Selección

Lo que los señores eruditos en cuestión hacen, entonces, es ponerse la persona del actor político y quitársela cuando los critican, para cambiarla por la persona del académico
Cuando, hace un mes, se supo que Manuel Rosales pudo inscribir su candidatura presidencial ante el Consejo Nacional Electoral, pero Corina Yoris, como representante de María Corina Machado, no pudo hacerlo, se desató en cuestión de minutos una nueva querella entre bloques opositores, aunque fuera medianoche de un martes. La disputa se extendió por semanas, durante las cuales los partidarios de la ganadora de la primaria de octubre señalaron al gobernador del Zulia de haberse “vendido al chavismo”, mientras que los seguidores de Rosales acusaron a Machado de pretender “dejar a la oposición sin candidato”.
Espero que evolucione de armisticio a paz definitiva. Al menos hasta que la oposición logre su objetivo de propiciar una transición democrática. Y si bien la virulencia en las expresiones no tiene más novedad que, autor del Eclesiastés dixit, todo aquello bajo el sol, no deja de impresionarme el nivel paupérrimo de algunas maniobras, tanto ofensivas como defensivas.
De las segundas, hay una que me parece especialmente llamativa en su manipulación y descaro. Es moneda de curso común entre algunos profesionales de las ciencias sociales muy dados a emitir comentario político, hoy llamados de forma despectiva “los analistas” o, en una degeneración fonética deliberada para agudizar la satirización, “lojanalistas”. Prefiero evitar esas expresiones; en primer lugar, por antipatía a la noción de “analista político”, que abarca a cualquier persona que hable a menudo de política y logre alcanzar a una audiencia más o menos grande. En segundo lugar, porque quienes las usan en sentido peyorativo, bajo aquella definición, califican también como “analistas políticos”. Así que pudiera prestarse para la confusión entre grupos con opiniones distintas y hasta antagónicas o, peor, fomentar actitudes antiintelectuales.
Dicho todo lo anterior, veamos cuál es la conducta deliberativa viciosa a la que aludo. El modus operandi es más o menos así: se lanza en redes sociales (o en otro medio, aunque casi siempre es en redes sociales) algún comentario cuya finalidad explícita es influir en la opinión pública para que las masas actúen de tal o cual forma política. En otras palabras, un discurso de actor político. Si el mensaje tiene mala acogida, el emisor y sus compañeros de tribu desechan la crítica alegando que se trata de un enunciado teórico que describe una realidad, sin fijar posición ante la misma. No importa cuán explícita sea la apelación al colectivo, instándolo a hacer algo. No importa que incluya obvios juicios de valor. Insistirán en que se trata de un comentario académico y que solo los colegas del emisor en la disciplina pueden juzgarlo.

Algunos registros
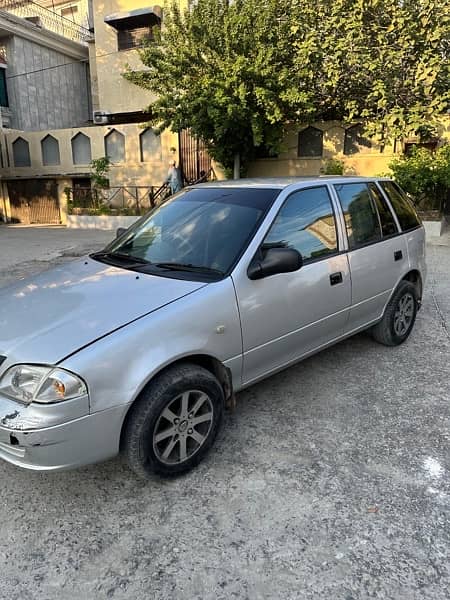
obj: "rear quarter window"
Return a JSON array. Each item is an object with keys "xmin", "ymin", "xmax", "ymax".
[{"xmin": 378, "ymin": 181, "xmax": 421, "ymax": 231}]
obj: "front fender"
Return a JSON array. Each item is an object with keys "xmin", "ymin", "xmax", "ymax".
[{"xmin": 61, "ymin": 278, "xmax": 242, "ymax": 412}]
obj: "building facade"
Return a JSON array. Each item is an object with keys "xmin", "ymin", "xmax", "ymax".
[{"xmin": 0, "ymin": 0, "xmax": 450, "ymax": 222}]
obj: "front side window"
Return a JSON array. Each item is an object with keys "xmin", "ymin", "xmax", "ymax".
[
  {"xmin": 379, "ymin": 181, "xmax": 420, "ymax": 231},
  {"xmin": 99, "ymin": 187, "xmax": 280, "ymax": 280},
  {"xmin": 263, "ymin": 186, "xmax": 338, "ymax": 262},
  {"xmin": 369, "ymin": 183, "xmax": 398, "ymax": 237},
  {"xmin": 334, "ymin": 183, "xmax": 381, "ymax": 249}
]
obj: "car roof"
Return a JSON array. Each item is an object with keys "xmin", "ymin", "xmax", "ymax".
[{"xmin": 190, "ymin": 175, "xmax": 386, "ymax": 190}]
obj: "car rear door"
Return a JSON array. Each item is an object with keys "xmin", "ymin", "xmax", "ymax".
[
  {"xmin": 334, "ymin": 182, "xmax": 408, "ymax": 333},
  {"xmin": 233, "ymin": 185, "xmax": 351, "ymax": 384}
]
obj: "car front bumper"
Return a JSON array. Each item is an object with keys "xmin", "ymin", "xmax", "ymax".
[{"xmin": 0, "ymin": 396, "xmax": 127, "ymax": 471}]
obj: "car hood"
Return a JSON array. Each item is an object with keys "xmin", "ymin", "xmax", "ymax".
[{"xmin": 0, "ymin": 258, "xmax": 205, "ymax": 366}]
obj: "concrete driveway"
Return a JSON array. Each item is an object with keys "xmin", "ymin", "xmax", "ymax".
[{"xmin": 0, "ymin": 227, "xmax": 450, "ymax": 600}]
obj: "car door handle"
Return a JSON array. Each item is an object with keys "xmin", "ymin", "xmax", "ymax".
[{"xmin": 330, "ymin": 271, "xmax": 342, "ymax": 285}]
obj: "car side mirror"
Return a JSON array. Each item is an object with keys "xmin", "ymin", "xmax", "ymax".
[
  {"xmin": 116, "ymin": 227, "xmax": 127, "ymax": 238},
  {"xmin": 247, "ymin": 248, "xmax": 303, "ymax": 279}
]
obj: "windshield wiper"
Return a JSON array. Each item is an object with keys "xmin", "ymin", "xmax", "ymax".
[
  {"xmin": 152, "ymin": 262, "xmax": 223, "ymax": 275},
  {"xmin": 90, "ymin": 252, "xmax": 151, "ymax": 265}
]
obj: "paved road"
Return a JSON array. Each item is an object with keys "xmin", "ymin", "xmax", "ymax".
[{"xmin": 0, "ymin": 228, "xmax": 450, "ymax": 600}]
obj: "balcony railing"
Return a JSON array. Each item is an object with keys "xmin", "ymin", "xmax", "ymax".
[{"xmin": 0, "ymin": 0, "xmax": 91, "ymax": 44}]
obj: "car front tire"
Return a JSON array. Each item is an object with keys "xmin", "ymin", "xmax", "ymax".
[{"xmin": 122, "ymin": 363, "xmax": 224, "ymax": 479}]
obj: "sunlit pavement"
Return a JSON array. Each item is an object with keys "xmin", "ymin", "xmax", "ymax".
[{"xmin": 0, "ymin": 227, "xmax": 450, "ymax": 600}]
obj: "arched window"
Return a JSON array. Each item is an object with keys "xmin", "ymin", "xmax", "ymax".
[
  {"xmin": 72, "ymin": 132, "xmax": 92, "ymax": 165},
  {"xmin": 298, "ymin": 127, "xmax": 323, "ymax": 158},
  {"xmin": 139, "ymin": 129, "xmax": 161, "ymax": 162},
  {"xmin": 41, "ymin": 134, "xmax": 61, "ymax": 166},
  {"xmin": 105, "ymin": 129, "xmax": 125, "ymax": 163},
  {"xmin": 13, "ymin": 137, "xmax": 31, "ymax": 167},
  {"xmin": 344, "ymin": 124, "xmax": 372, "ymax": 154}
]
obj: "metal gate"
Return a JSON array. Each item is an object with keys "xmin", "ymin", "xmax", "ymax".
[
  {"xmin": 178, "ymin": 129, "xmax": 211, "ymax": 184},
  {"xmin": 7, "ymin": 179, "xmax": 61, "ymax": 224}
]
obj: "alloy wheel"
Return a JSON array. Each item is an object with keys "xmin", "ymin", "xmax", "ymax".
[
  {"xmin": 153, "ymin": 390, "xmax": 214, "ymax": 465},
  {"xmin": 394, "ymin": 293, "xmax": 414, "ymax": 337}
]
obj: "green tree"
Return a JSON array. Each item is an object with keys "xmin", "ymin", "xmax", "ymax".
[
  {"xmin": 389, "ymin": 144, "xmax": 450, "ymax": 211},
  {"xmin": 291, "ymin": 0, "xmax": 450, "ymax": 139},
  {"xmin": 125, "ymin": 0, "xmax": 306, "ymax": 174},
  {"xmin": 125, "ymin": 0, "xmax": 450, "ymax": 174}
]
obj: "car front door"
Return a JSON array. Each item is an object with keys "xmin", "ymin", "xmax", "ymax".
[
  {"xmin": 334, "ymin": 182, "xmax": 408, "ymax": 333},
  {"xmin": 233, "ymin": 185, "xmax": 351, "ymax": 385}
]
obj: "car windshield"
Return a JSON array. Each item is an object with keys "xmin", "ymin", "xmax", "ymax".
[{"xmin": 93, "ymin": 187, "xmax": 280, "ymax": 278}]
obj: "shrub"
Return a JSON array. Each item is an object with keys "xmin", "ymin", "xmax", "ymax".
[
  {"xmin": 389, "ymin": 144, "xmax": 450, "ymax": 212},
  {"xmin": 320, "ymin": 158, "xmax": 345, "ymax": 175}
]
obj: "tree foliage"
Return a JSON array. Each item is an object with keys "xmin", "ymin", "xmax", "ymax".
[
  {"xmin": 389, "ymin": 144, "xmax": 450, "ymax": 210},
  {"xmin": 125, "ymin": 0, "xmax": 450, "ymax": 172}
]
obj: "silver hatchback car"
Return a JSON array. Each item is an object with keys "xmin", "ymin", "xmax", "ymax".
[{"xmin": 0, "ymin": 177, "xmax": 426, "ymax": 477}]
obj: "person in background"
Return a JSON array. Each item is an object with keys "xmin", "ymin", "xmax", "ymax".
[{"xmin": 165, "ymin": 160, "xmax": 183, "ymax": 194}]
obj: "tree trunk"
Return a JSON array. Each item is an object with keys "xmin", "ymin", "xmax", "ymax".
[{"xmin": 233, "ymin": 152, "xmax": 241, "ymax": 179}]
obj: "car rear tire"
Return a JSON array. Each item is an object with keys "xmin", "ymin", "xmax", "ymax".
[
  {"xmin": 372, "ymin": 281, "xmax": 418, "ymax": 346},
  {"xmin": 122, "ymin": 363, "xmax": 224, "ymax": 479}
]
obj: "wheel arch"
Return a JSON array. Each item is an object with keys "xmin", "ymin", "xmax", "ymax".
[
  {"xmin": 402, "ymin": 269, "xmax": 423, "ymax": 306},
  {"xmin": 119, "ymin": 354, "xmax": 234, "ymax": 450}
]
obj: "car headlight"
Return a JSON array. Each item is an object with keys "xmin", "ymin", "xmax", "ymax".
[{"xmin": 0, "ymin": 365, "xmax": 87, "ymax": 404}]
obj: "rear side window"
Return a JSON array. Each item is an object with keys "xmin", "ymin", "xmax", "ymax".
[
  {"xmin": 379, "ymin": 181, "xmax": 420, "ymax": 231},
  {"xmin": 369, "ymin": 183, "xmax": 398, "ymax": 237},
  {"xmin": 334, "ymin": 183, "xmax": 381, "ymax": 249},
  {"xmin": 263, "ymin": 186, "xmax": 338, "ymax": 261}
]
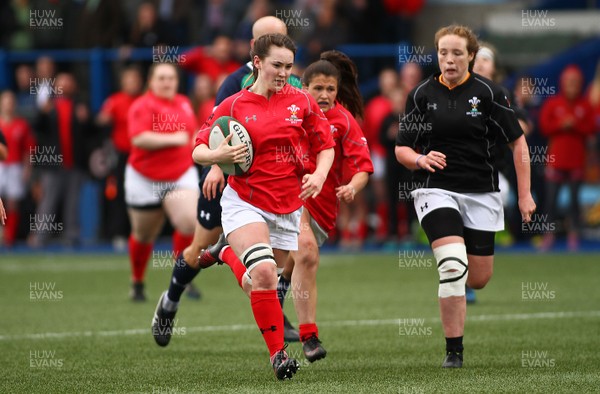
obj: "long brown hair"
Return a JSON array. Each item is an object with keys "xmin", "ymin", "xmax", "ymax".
[
  {"xmin": 250, "ymin": 33, "xmax": 296, "ymax": 81},
  {"xmin": 302, "ymin": 50, "xmax": 364, "ymax": 118},
  {"xmin": 434, "ymin": 25, "xmax": 479, "ymax": 69}
]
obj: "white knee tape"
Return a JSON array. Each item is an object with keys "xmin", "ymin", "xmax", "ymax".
[
  {"xmin": 241, "ymin": 243, "xmax": 277, "ymax": 274},
  {"xmin": 433, "ymin": 243, "xmax": 469, "ymax": 298},
  {"xmin": 244, "ymin": 271, "xmax": 252, "ymax": 286}
]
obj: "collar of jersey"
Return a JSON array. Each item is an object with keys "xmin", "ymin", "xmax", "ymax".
[
  {"xmin": 147, "ymin": 89, "xmax": 177, "ymax": 103},
  {"xmin": 438, "ymin": 71, "xmax": 471, "ymax": 90}
]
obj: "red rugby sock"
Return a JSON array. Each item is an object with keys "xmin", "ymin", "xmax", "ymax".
[
  {"xmin": 219, "ymin": 246, "xmax": 246, "ymax": 287},
  {"xmin": 4, "ymin": 211, "xmax": 20, "ymax": 246},
  {"xmin": 250, "ymin": 290, "xmax": 283, "ymax": 356},
  {"xmin": 129, "ymin": 235, "xmax": 154, "ymax": 282},
  {"xmin": 173, "ymin": 230, "xmax": 194, "ymax": 259}
]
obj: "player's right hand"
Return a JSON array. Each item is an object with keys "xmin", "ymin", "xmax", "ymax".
[
  {"xmin": 202, "ymin": 166, "xmax": 225, "ymax": 201},
  {"xmin": 214, "ymin": 134, "xmax": 248, "ymax": 164},
  {"xmin": 417, "ymin": 150, "xmax": 446, "ymax": 172}
]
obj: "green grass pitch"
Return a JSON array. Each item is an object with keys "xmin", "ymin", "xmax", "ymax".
[{"xmin": 0, "ymin": 251, "xmax": 600, "ymax": 393}]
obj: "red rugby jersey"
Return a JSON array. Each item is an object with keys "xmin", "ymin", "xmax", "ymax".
[
  {"xmin": 100, "ymin": 92, "xmax": 138, "ymax": 153},
  {"xmin": 0, "ymin": 118, "xmax": 35, "ymax": 164},
  {"xmin": 304, "ymin": 102, "xmax": 373, "ymax": 232},
  {"xmin": 127, "ymin": 92, "xmax": 197, "ymax": 181},
  {"xmin": 196, "ymin": 85, "xmax": 334, "ymax": 214}
]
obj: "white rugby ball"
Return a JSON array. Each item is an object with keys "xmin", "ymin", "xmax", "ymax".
[{"xmin": 208, "ymin": 116, "xmax": 254, "ymax": 175}]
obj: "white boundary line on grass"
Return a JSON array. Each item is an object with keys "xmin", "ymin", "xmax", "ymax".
[{"xmin": 0, "ymin": 311, "xmax": 600, "ymax": 341}]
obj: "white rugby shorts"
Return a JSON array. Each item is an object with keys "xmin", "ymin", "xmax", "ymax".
[
  {"xmin": 411, "ymin": 189, "xmax": 504, "ymax": 232},
  {"xmin": 0, "ymin": 163, "xmax": 25, "ymax": 202}
]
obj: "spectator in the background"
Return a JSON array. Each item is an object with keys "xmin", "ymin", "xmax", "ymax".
[
  {"xmin": 191, "ymin": 74, "xmax": 217, "ymax": 124},
  {"xmin": 298, "ymin": 0, "xmax": 348, "ymax": 63},
  {"xmin": 0, "ymin": 90, "xmax": 34, "ymax": 246},
  {"xmin": 587, "ymin": 61, "xmax": 600, "ymax": 182},
  {"xmin": 73, "ymin": 0, "xmax": 124, "ymax": 48},
  {"xmin": 0, "ymin": 0, "xmax": 33, "ymax": 50},
  {"xmin": 96, "ymin": 66, "xmax": 143, "ymax": 249},
  {"xmin": 197, "ymin": 0, "xmax": 226, "ymax": 45},
  {"xmin": 379, "ymin": 88, "xmax": 416, "ymax": 242},
  {"xmin": 126, "ymin": 1, "xmax": 170, "ymax": 48},
  {"xmin": 29, "ymin": 73, "xmax": 94, "ymax": 247},
  {"xmin": 363, "ymin": 68, "xmax": 399, "ymax": 241},
  {"xmin": 29, "ymin": 0, "xmax": 67, "ymax": 49},
  {"xmin": 383, "ymin": 0, "xmax": 425, "ymax": 43},
  {"xmin": 180, "ymin": 36, "xmax": 240, "ymax": 82},
  {"xmin": 400, "ymin": 62, "xmax": 423, "ymax": 92},
  {"xmin": 540, "ymin": 65, "xmax": 594, "ymax": 250},
  {"xmin": 0, "ymin": 130, "xmax": 8, "ymax": 226},
  {"xmin": 15, "ymin": 64, "xmax": 38, "ymax": 124},
  {"xmin": 512, "ymin": 75, "xmax": 549, "ymax": 225},
  {"xmin": 30, "ymin": 56, "xmax": 56, "ymax": 109}
]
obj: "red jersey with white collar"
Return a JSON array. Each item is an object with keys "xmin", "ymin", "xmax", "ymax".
[
  {"xmin": 539, "ymin": 95, "xmax": 594, "ymax": 170},
  {"xmin": 196, "ymin": 85, "xmax": 334, "ymax": 214},
  {"xmin": 304, "ymin": 102, "xmax": 373, "ymax": 232},
  {"xmin": 100, "ymin": 92, "xmax": 138, "ymax": 153},
  {"xmin": 0, "ymin": 118, "xmax": 35, "ymax": 164},
  {"xmin": 128, "ymin": 92, "xmax": 197, "ymax": 181}
]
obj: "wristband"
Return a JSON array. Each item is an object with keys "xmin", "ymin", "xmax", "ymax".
[{"xmin": 415, "ymin": 155, "xmax": 425, "ymax": 169}]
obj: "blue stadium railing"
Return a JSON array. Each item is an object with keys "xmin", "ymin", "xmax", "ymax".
[{"xmin": 0, "ymin": 44, "xmax": 400, "ymax": 112}]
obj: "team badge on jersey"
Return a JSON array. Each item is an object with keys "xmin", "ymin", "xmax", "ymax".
[
  {"xmin": 467, "ymin": 96, "xmax": 481, "ymax": 118},
  {"xmin": 285, "ymin": 104, "xmax": 302, "ymax": 124}
]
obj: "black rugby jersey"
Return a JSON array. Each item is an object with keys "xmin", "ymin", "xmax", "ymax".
[{"xmin": 396, "ymin": 73, "xmax": 523, "ymax": 193}]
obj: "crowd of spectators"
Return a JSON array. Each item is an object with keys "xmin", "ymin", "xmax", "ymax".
[{"xmin": 0, "ymin": 0, "xmax": 600, "ymax": 249}]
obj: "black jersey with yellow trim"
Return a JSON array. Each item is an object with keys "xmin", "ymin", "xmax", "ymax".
[{"xmin": 396, "ymin": 73, "xmax": 523, "ymax": 193}]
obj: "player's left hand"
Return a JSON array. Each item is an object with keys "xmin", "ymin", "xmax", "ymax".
[
  {"xmin": 300, "ymin": 173, "xmax": 325, "ymax": 200},
  {"xmin": 519, "ymin": 193, "xmax": 536, "ymax": 223},
  {"xmin": 335, "ymin": 184, "xmax": 356, "ymax": 204}
]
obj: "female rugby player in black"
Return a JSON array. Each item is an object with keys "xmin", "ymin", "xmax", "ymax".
[{"xmin": 395, "ymin": 25, "xmax": 535, "ymax": 368}]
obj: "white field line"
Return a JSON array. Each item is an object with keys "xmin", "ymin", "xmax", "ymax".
[{"xmin": 0, "ymin": 311, "xmax": 600, "ymax": 341}]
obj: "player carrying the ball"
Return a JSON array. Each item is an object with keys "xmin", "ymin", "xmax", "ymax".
[
  {"xmin": 282, "ymin": 51, "xmax": 373, "ymax": 362},
  {"xmin": 157, "ymin": 34, "xmax": 335, "ymax": 380}
]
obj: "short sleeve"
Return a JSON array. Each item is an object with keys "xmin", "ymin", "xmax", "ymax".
[{"xmin": 302, "ymin": 94, "xmax": 335, "ymax": 154}]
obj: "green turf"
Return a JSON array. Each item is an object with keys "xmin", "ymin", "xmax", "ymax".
[{"xmin": 0, "ymin": 253, "xmax": 600, "ymax": 393}]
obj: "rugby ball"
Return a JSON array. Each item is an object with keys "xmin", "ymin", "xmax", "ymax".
[{"xmin": 208, "ymin": 116, "xmax": 254, "ymax": 175}]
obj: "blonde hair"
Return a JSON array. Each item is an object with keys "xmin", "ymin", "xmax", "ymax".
[{"xmin": 434, "ymin": 25, "xmax": 479, "ymax": 59}]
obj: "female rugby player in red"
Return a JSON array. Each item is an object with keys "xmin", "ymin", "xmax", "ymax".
[
  {"xmin": 125, "ymin": 63, "xmax": 198, "ymax": 301},
  {"xmin": 395, "ymin": 25, "xmax": 535, "ymax": 368},
  {"xmin": 290, "ymin": 51, "xmax": 373, "ymax": 362},
  {"xmin": 0, "ymin": 90, "xmax": 35, "ymax": 246},
  {"xmin": 156, "ymin": 34, "xmax": 334, "ymax": 379}
]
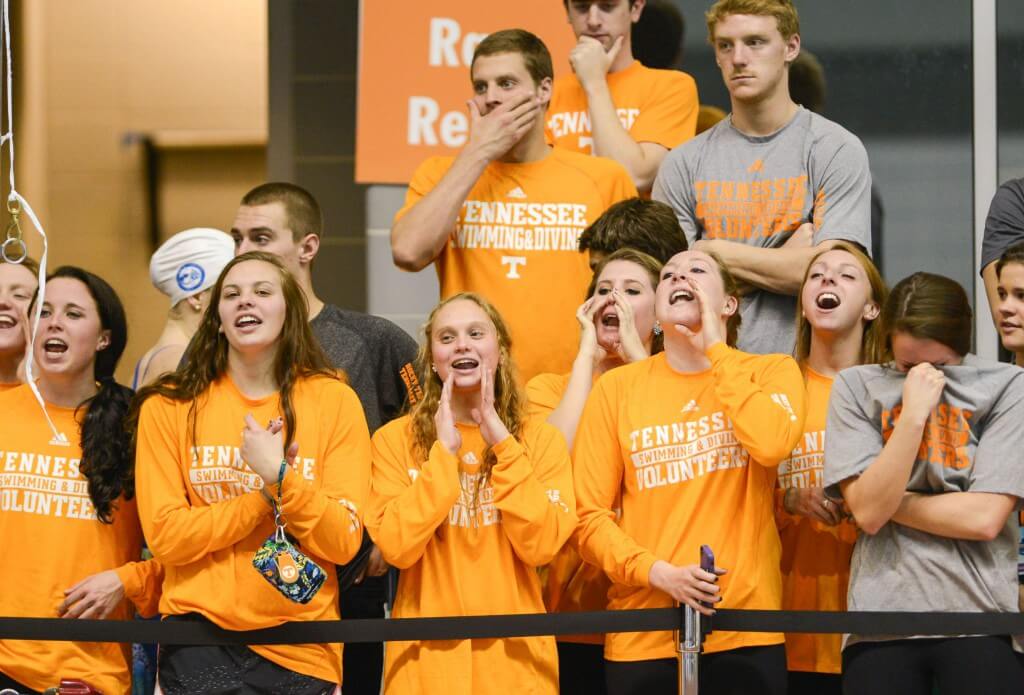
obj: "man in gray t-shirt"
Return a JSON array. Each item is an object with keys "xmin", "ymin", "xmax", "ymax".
[
  {"xmin": 824, "ymin": 354, "xmax": 1024, "ymax": 644},
  {"xmin": 652, "ymin": 4, "xmax": 871, "ymax": 354}
]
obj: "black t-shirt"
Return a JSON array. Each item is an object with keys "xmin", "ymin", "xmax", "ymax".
[
  {"xmin": 309, "ymin": 304, "xmax": 422, "ymax": 434},
  {"xmin": 979, "ymin": 178, "xmax": 1024, "ymax": 270}
]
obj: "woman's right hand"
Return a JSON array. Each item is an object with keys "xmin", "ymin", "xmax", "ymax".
[
  {"xmin": 782, "ymin": 487, "xmax": 844, "ymax": 526},
  {"xmin": 648, "ymin": 560, "xmax": 727, "ymax": 615},
  {"xmin": 900, "ymin": 362, "xmax": 946, "ymax": 426},
  {"xmin": 434, "ymin": 371, "xmax": 462, "ymax": 457},
  {"xmin": 577, "ymin": 295, "xmax": 605, "ymax": 364}
]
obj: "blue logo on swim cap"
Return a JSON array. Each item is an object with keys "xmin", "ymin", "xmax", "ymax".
[{"xmin": 176, "ymin": 263, "xmax": 206, "ymax": 292}]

Lista de tareas
1: Según la selección, ¿de qué acusaron los seguidores de Rosales a Machado?
2: Transcribe de la selección el pasaje que empieza con "Dicho todo lo" y sigue hasta "disciplina pueden juzgarlo.".

Respuestas por tarea
1: De pretender "dejar a la oposición sin candidato".

2:
Dicho todo lo anterior, veamos cuál es la conducta deliberativa viciosa a la que aludo. El modus operandi es más o menos así: se lanza en redes sociales (o en otro medio, aunque casi siempre es en redes sociales) algún comentario cuya finalidad explícita es influir en la opinión pública para que las masas actúen de tal o cual forma política. En otras palabras, un discurso de actor político. Si el mensaje tiene mala acogida, el emisor y sus compañeros de tribu desechan la crítica alegando que se trata de un enunciado teórico que describe una realidad, sin fijar posición ante la misma. No importa cuán explícita sea la apelación al colectivo, instándolo a hacer algo. No importa que incluya obvios juicios de valor. Insistirán en que se trata de un comentario académico y que solo los colegas del emisor en la disciplina pueden juzgarlo.